[Stored entries]

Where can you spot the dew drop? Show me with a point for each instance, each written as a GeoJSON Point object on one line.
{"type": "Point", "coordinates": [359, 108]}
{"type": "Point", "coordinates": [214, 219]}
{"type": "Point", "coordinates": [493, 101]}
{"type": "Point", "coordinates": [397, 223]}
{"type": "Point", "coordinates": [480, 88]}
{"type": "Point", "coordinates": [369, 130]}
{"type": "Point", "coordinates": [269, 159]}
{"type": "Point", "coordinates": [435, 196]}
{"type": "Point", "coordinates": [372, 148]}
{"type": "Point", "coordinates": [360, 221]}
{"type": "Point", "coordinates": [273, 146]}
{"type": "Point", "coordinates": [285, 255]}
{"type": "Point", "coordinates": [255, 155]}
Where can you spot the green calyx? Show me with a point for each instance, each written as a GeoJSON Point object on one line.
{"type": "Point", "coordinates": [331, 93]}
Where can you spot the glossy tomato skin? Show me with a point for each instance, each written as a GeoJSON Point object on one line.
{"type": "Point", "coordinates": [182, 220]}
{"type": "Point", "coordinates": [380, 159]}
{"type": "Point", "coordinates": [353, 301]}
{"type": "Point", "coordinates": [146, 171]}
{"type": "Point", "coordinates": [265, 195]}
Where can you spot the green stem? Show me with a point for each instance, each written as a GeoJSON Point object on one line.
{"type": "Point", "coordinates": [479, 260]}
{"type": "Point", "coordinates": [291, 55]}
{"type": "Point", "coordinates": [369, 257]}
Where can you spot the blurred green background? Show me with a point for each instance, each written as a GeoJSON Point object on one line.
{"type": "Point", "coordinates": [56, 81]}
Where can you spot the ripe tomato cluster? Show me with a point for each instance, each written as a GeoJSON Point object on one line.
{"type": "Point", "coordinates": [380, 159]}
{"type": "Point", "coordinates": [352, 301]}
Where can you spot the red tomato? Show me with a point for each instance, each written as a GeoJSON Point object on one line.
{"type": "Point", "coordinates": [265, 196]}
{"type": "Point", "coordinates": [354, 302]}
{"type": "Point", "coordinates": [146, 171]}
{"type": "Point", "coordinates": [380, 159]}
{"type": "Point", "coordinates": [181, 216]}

* _Task description_:
Give all the records above again, wording unchanged.

* _Solution_:
Where can you spot the dew drop? Show me with a point for each instance, each written as a GeoJSON Point object on one line.
{"type": "Point", "coordinates": [359, 108]}
{"type": "Point", "coordinates": [214, 219]}
{"type": "Point", "coordinates": [493, 101]}
{"type": "Point", "coordinates": [397, 223]}
{"type": "Point", "coordinates": [480, 88]}
{"type": "Point", "coordinates": [369, 130]}
{"type": "Point", "coordinates": [269, 159]}
{"type": "Point", "coordinates": [435, 196]}
{"type": "Point", "coordinates": [372, 148]}
{"type": "Point", "coordinates": [360, 221]}
{"type": "Point", "coordinates": [273, 146]}
{"type": "Point", "coordinates": [285, 255]}
{"type": "Point", "coordinates": [255, 155]}
Where can you spot the green calyx? Show me with a point for each instance, each written as a GeoJSON Point object on one line.
{"type": "Point", "coordinates": [331, 93]}
Where can you spot the glossy tomato skin? Show me with a point for each instance, each written as a GeoJSON Point object on one line.
{"type": "Point", "coordinates": [182, 220]}
{"type": "Point", "coordinates": [380, 159]}
{"type": "Point", "coordinates": [353, 301]}
{"type": "Point", "coordinates": [146, 171]}
{"type": "Point", "coordinates": [265, 195]}
Where can you spot the green stem? Show me with a point for each instance, each written as a GeoJSON Point object on one line.
{"type": "Point", "coordinates": [479, 260]}
{"type": "Point", "coordinates": [291, 55]}
{"type": "Point", "coordinates": [369, 257]}
Where can you spot the blurred green background? Show me with a point for each instance, each written as a GeoJSON Point object on one line.
{"type": "Point", "coordinates": [56, 81]}
Where can you spot the ripe tomato cluster? Show me with a point for each instance, each written as a GeoJSON Point object on one line.
{"type": "Point", "coordinates": [380, 159]}
{"type": "Point", "coordinates": [352, 301]}
Where can you spot the red tomato? Show me with a point for each instance, each written as a GeoJSON Point object on one line.
{"type": "Point", "coordinates": [265, 196]}
{"type": "Point", "coordinates": [354, 302]}
{"type": "Point", "coordinates": [146, 171]}
{"type": "Point", "coordinates": [380, 159]}
{"type": "Point", "coordinates": [181, 216]}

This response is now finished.